Requirement ->
An exact repetition of the data below, without images, is the expected answer.

+++ Source data +++

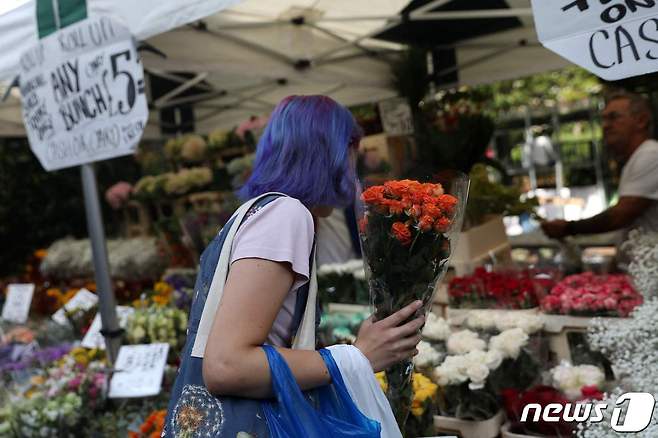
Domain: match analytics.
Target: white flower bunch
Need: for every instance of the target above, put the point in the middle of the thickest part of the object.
(474, 366)
(484, 320)
(130, 259)
(570, 379)
(464, 341)
(643, 249)
(436, 328)
(509, 343)
(427, 356)
(502, 320)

+++

Answer to this problem ->
Domain: match analytics.
Target: white flower bunch
Need: for every instance of the target above, put the point in the middle of the thickest part of the object.
(474, 366)
(484, 320)
(130, 259)
(570, 379)
(464, 341)
(643, 249)
(436, 328)
(509, 343)
(427, 356)
(502, 320)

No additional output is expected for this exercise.